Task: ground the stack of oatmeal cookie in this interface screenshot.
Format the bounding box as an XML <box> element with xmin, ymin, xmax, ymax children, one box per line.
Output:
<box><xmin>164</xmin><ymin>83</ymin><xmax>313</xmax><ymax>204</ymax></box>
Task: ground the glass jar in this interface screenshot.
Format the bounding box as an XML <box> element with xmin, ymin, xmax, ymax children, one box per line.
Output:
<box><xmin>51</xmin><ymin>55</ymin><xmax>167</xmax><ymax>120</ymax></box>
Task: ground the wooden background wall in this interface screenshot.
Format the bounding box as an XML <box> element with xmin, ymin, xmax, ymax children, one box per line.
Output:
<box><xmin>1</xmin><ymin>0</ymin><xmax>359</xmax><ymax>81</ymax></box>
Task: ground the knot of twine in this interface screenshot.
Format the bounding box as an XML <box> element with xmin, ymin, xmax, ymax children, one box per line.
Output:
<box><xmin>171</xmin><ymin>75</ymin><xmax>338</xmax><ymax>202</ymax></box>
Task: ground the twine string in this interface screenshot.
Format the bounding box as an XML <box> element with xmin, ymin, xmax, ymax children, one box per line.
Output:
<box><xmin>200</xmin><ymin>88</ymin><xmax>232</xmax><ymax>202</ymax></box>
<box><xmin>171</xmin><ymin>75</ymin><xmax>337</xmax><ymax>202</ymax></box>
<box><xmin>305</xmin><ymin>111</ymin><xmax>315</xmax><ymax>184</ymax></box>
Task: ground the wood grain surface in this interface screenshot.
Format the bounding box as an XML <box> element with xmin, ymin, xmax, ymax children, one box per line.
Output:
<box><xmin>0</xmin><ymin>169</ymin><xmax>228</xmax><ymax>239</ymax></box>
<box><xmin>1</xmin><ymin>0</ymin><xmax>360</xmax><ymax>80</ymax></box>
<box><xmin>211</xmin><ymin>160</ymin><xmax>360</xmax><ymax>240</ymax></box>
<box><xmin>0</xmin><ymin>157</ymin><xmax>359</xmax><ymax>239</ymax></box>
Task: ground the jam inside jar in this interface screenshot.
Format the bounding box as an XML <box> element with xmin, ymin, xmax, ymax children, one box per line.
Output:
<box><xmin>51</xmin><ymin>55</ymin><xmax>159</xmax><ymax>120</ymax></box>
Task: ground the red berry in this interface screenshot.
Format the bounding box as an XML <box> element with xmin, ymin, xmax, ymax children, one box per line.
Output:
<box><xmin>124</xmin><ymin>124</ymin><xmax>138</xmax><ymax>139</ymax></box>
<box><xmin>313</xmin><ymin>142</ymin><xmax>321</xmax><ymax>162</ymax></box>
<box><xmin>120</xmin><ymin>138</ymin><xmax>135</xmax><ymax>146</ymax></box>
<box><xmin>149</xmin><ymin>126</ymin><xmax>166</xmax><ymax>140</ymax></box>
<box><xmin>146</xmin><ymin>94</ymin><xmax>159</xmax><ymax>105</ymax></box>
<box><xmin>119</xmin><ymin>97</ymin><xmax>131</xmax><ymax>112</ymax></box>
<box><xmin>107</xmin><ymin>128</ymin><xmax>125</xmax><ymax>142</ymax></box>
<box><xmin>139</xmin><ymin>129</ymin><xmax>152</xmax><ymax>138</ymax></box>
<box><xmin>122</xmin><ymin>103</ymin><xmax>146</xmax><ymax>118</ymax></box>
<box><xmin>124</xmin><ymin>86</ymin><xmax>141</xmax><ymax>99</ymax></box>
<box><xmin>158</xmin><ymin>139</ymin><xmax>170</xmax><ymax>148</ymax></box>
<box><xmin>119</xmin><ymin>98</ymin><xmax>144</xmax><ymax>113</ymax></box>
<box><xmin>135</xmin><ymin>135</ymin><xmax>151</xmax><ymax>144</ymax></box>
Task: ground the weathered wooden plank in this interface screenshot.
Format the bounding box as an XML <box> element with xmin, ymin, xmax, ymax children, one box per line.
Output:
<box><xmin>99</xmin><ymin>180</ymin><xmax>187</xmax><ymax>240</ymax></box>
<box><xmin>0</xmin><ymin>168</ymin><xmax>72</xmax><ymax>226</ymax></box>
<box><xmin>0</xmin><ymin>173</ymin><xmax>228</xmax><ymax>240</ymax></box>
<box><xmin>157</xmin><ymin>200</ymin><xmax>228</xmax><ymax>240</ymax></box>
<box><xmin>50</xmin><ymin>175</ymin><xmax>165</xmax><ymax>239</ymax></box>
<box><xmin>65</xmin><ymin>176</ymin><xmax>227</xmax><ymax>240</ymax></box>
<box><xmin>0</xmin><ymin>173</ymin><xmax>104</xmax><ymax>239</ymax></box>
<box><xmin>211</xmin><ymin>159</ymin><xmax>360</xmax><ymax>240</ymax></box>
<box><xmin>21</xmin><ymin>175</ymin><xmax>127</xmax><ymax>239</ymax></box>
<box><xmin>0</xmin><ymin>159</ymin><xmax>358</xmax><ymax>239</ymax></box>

-- WHAT IS BEING ASKED --
Check every line of the records above for the string "wooden". Copy those that hold it.

-- RESPONSE AREA --
Task: ground the wooden background wall in this interface screenshot.
Task: ground the weathered wooden plank in this interface screenshot.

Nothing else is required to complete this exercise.